Source passage —
|---|

Lede: DER presented a modest proposed budget increase for 2026, noting no reductions in position authority; the department plans to move Milwaukee’s Medicare supplementary coverage to a Medicare Advantage product, expand wellness and return‑to‑work programs, and continue multi‑year market pay studies.

Nut Graf: Director Jackie Q. Carter and DER leadership said 2026 is largely a ‘‘cost‑to‑continue’’ budget with a net increase driven mainly by higher health‑care and workers’ compensation projections. DER described targeted investments in recruitment, internships, apprenticeship programs, a management trainee pipeline and a push to modernize personnel workflows using Workday.

Key budget figures and benefits changes: Budget staff summarized DER’s net operating change as approximately $144,000 with one fewer FTE funded in the operating budget (a paralegal line removed while position authority was retained). The department reported an expected 6% increase in city health‑care spending for 2026 (noting benefits costs vary by plan), and a $1 million increase in projected workers’ compensation spending. DER also plans to shift the city’s retiree Medicare supplement to a Medicare Advantage plan (UnitedHealthcare) beginning in 2026; staff said they held outreach sessions and will offer targeted enrollment assistance for covered retirees.

|---|

Supplied data —
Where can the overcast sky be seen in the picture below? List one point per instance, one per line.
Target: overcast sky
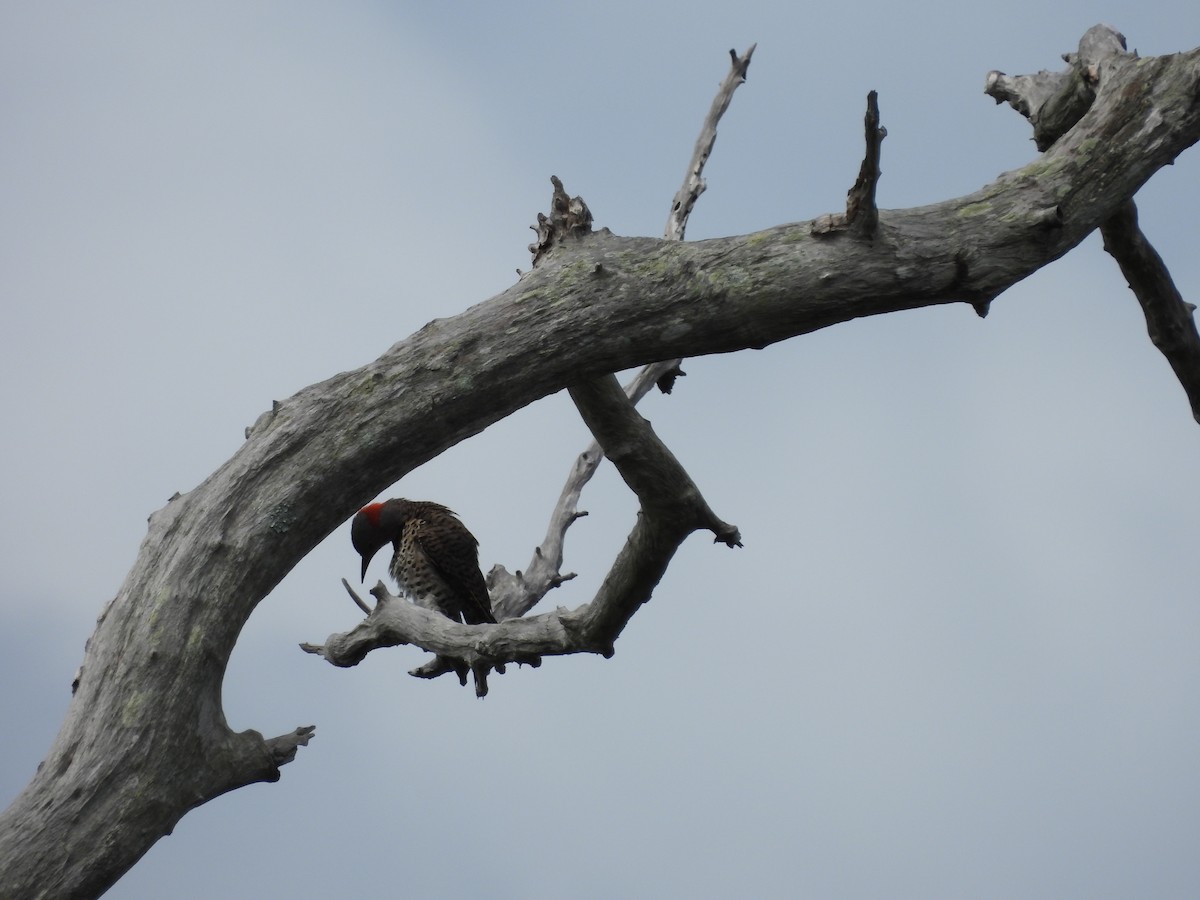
(958, 657)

|---|

Tasks to perform —
a – Reproduce the part of the DER budget summary between "Lede: DER presented" and "market pay studies.", inclusive.
b – In the DER budget summary, what company's Medicare Advantage plan will replace the city's retiree Medicare supplement beginning in 2026?

Task responses —
a –
Lede: DER presented a modest proposed budget increase for 2026, noting no reductions in position authority; the department plans to move Milwaukee’s Medicare supplementary coverage to a Medicare Advantage product, expand wellness and return‑to‑work programs, and continue multi‑year market pay studies.

b – UnitedHealthcare